### Dataset content

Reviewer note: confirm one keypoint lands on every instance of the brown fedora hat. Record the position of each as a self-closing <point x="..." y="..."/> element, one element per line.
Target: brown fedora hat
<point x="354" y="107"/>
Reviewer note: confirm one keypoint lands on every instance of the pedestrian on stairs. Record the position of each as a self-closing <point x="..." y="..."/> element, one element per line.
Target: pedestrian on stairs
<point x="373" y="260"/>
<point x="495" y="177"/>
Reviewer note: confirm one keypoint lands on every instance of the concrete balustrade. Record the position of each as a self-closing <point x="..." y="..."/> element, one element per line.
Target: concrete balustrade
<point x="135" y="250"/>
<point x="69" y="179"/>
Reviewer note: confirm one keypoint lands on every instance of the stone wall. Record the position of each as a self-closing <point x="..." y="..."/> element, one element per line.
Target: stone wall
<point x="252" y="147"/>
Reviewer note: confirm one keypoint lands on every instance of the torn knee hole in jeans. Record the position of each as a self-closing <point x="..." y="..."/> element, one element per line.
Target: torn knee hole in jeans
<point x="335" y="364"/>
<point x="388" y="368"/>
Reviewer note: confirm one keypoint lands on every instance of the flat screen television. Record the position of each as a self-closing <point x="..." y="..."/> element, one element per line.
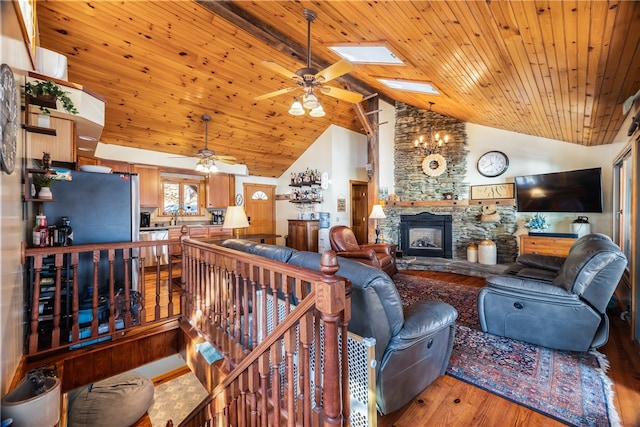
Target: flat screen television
<point x="570" y="191"/>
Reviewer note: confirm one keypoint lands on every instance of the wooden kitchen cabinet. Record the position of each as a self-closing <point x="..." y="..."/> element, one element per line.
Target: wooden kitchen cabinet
<point x="303" y="235"/>
<point x="149" y="181"/>
<point x="221" y="190"/>
<point x="61" y="146"/>
<point x="115" y="166"/>
<point x="543" y="245"/>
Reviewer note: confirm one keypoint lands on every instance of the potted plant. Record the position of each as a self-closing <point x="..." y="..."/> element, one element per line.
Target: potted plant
<point x="41" y="90"/>
<point x="43" y="183"/>
<point x="537" y="223"/>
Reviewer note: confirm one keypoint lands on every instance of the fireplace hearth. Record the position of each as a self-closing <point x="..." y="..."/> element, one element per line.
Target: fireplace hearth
<point x="426" y="235"/>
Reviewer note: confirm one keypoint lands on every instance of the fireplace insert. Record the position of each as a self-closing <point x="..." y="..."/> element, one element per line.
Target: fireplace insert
<point x="426" y="235"/>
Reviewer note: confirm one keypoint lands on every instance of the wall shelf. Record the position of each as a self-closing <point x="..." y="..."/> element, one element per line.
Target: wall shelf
<point x="40" y="130"/>
<point x="446" y="203"/>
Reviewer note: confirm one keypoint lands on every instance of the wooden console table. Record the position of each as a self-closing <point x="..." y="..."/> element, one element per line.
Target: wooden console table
<point x="543" y="245"/>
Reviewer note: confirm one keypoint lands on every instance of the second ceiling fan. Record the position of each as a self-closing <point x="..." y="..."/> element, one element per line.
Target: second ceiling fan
<point x="310" y="79"/>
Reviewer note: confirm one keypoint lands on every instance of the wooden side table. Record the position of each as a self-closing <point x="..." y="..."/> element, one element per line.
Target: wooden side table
<point x="543" y="245"/>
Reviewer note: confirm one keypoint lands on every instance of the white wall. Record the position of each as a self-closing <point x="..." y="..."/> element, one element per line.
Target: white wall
<point x="12" y="52"/>
<point x="343" y="155"/>
<point x="534" y="155"/>
<point x="386" y="139"/>
<point x="527" y="155"/>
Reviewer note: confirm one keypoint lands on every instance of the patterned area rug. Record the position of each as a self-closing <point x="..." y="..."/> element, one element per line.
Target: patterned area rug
<point x="570" y="387"/>
<point x="175" y="399"/>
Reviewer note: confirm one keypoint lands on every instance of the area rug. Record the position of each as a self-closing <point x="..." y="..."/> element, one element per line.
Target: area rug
<point x="570" y="387"/>
<point x="175" y="399"/>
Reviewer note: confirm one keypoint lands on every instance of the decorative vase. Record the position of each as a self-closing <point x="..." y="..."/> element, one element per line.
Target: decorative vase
<point x="45" y="193"/>
<point x="472" y="252"/>
<point x="487" y="253"/>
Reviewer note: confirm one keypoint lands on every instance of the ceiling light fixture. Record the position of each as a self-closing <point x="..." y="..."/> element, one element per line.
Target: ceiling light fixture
<point x="206" y="165"/>
<point x="434" y="164"/>
<point x="296" y="108"/>
<point x="317" y="112"/>
<point x="310" y="100"/>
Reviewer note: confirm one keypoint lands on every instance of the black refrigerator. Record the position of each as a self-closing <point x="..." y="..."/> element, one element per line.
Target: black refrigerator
<point x="103" y="208"/>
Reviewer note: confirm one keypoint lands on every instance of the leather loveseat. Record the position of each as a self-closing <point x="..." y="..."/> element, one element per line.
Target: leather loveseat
<point x="552" y="301"/>
<point x="413" y="345"/>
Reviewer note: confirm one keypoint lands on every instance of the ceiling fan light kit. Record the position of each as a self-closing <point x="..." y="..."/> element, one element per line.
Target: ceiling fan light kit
<point x="296" y="108"/>
<point x="309" y="78"/>
<point x="317" y="112"/>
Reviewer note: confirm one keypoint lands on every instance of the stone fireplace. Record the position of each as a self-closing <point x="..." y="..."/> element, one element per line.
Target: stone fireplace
<point x="426" y="234"/>
<point x="420" y="196"/>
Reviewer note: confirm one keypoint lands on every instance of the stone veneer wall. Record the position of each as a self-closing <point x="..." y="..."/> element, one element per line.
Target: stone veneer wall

######

Problem to solve – Reproduce the listing exactly. The pictures are to be omitted.

Your response –
Reviewer note: confirm one keypoint lands on every instance of the brown fedora hat. Record the position of each as a self-closing <point x="..." y="..."/> element, one element per line.
Target: brown fedora hat
<point x="354" y="107"/>
Reviewer note: confirm one keypoint lands on every instance of the pedestrian on stairs. Record the position of each as a self-closing <point x="..." y="..."/> element, one element per line.
Target: pedestrian on stairs
<point x="373" y="260"/>
<point x="495" y="177"/>
Reviewer note: confirm one keypoint lands on every instance of the concrete balustrade. Record the position of each as a self-closing <point x="..." y="..."/> element, one element per line.
Target: concrete balustrade
<point x="135" y="250"/>
<point x="69" y="179"/>
Reviewer note: confirm one keypoint lands on every instance of the stone wall. Record the position of each as a self-closing <point x="..." y="..."/> element, one element per line.
Target: stone wall
<point x="252" y="147"/>
Reviewer note: confirm one keypoint lands on every instance of the torn knee hole in jeans. Record the position of each as a self-closing <point x="..." y="..."/> element, one element per line.
Target: torn knee hole in jeans
<point x="335" y="364"/>
<point x="388" y="368"/>
Reviewer note: confirm one keypoint lands on every instance of the flat screen television. Record the position of each as a self-closing <point x="..." y="..."/> element, one element per line.
Target: flat screen television
<point x="570" y="191"/>
Reviewer note: confirm one keypoint lands on every instance of the wooden kitchen cabinet. Record the position of each as a self-closing <point x="..." y="..."/> element, one element per line.
Target: wooden kitchen cabinet
<point x="303" y="235"/>
<point x="149" y="181"/>
<point x="221" y="190"/>
<point x="61" y="146"/>
<point x="115" y="166"/>
<point x="543" y="245"/>
Reviewer note: confirm one keypoint lands on every instance of the potted plant. Record the position of each as a self-closing <point x="..." y="..."/> element, one element per line.
Target: potted plant
<point x="41" y="90"/>
<point x="43" y="183"/>
<point x="537" y="223"/>
Reviewer note: confirm one keypoint lands on every instance of the fireplace hearth. Record the position of each as a self-closing <point x="..." y="..."/> element, one element per line.
Target: fireplace hearth
<point x="426" y="235"/>
Reviewer note: confirm one keypoint lands on every instance of the fireplace insert. Record the position of each as a self-closing <point x="..." y="..."/> element, one element per line.
Target: fireplace insert
<point x="426" y="235"/>
Reviewer note: confirm one keypoint lands on every instance of the wall shelf. Record the position of each as a self-closing <point x="..." y="..."/> element, one element per line.
Target: wall shelf
<point x="40" y="130"/>
<point x="446" y="203"/>
Reviewer note: confirm one keypoint lands on every instance of the wooden console table. Record the position of each as a self-closing <point x="..." y="..."/> element, one element per line.
Target: wooden console table
<point x="543" y="245"/>
Reviewer note: confirm one keypoint lands on every instance of the second ceiling fan. Record the position of each as a self-closing <point x="..." y="..."/> element, one element per line.
Target: second ceiling fan
<point x="310" y="79"/>
Reviewer note: confirm one keypoint lands on every instance of the wooden side table. Record the position of each as a self-closing <point x="..." y="..."/> element, one element per line.
Target: wooden side table
<point x="543" y="245"/>
Reviewer note: confirm one keypoint lands on every instance of the white wall. Record the position of each as a self-closing <point x="..." y="..."/> element, one element per line.
Target: white wall
<point x="12" y="52"/>
<point x="343" y="155"/>
<point x="534" y="155"/>
<point x="386" y="139"/>
<point x="527" y="155"/>
Reviewer note: confirm one keypoint lands on every instance of the patterned area rug. Record the position of each as a self-closing <point x="..." y="..."/> element, one element per line.
Target: patterned area rug
<point x="570" y="387"/>
<point x="175" y="399"/>
Reviewer note: confirm one keypoint lands on every instance of the area rug. Record the position of each as a self-closing <point x="..." y="..."/> element, one element per line.
Target: area rug
<point x="570" y="387"/>
<point x="175" y="399"/>
Reviewer note: confirm one keypoint lands on every instance of the decorative vase. Record the position of each as a self-closing <point x="..." y="..."/> element, one element per line.
Target: decorative vase
<point x="45" y="193"/>
<point x="472" y="252"/>
<point x="487" y="253"/>
Reviewer note: confirm one keypoint lands on every instance of the ceiling light fixture. Record the position of each as a self-closing <point x="..." y="..."/> element, one element per line.
Target: ceiling light fixture
<point x="206" y="165"/>
<point x="434" y="164"/>
<point x="296" y="108"/>
<point x="317" y="112"/>
<point x="310" y="100"/>
Reviewer note: confirm one keypoint lands on every instance of the black refrigerator. Record the position of each as a self-closing <point x="..." y="..."/> element, one element per line.
Target: black refrigerator
<point x="103" y="208"/>
Reviewer note: confirm one keypoint lands on every instance of the leather loveseat. Record the position of each as a self-closing <point x="..." y="..."/> element, one element per line.
Target: leather loveseat
<point x="552" y="301"/>
<point x="413" y="345"/>
Reviewer note: confirm one keypoint lands on every instance of the ceiling fan light kit. Record the position of each as a self-closing <point x="..." y="..."/> element, one element per line.
Target: ceiling fan light kit
<point x="296" y="108"/>
<point x="309" y="78"/>
<point x="317" y="112"/>
Reviewer note: confirm one keypoint lands on every instance of the stone fireplace. Record the position of each as a self-closing <point x="..." y="..."/> element, one element per line.
Target: stone fireplace
<point x="426" y="234"/>
<point x="420" y="196"/>
Reviewer note: confirm one keypoint lands on every instance of the stone veneer wall. Record the position of each as a self-closing <point x="..." y="..."/> element, one element per line.
Target: stone veneer wall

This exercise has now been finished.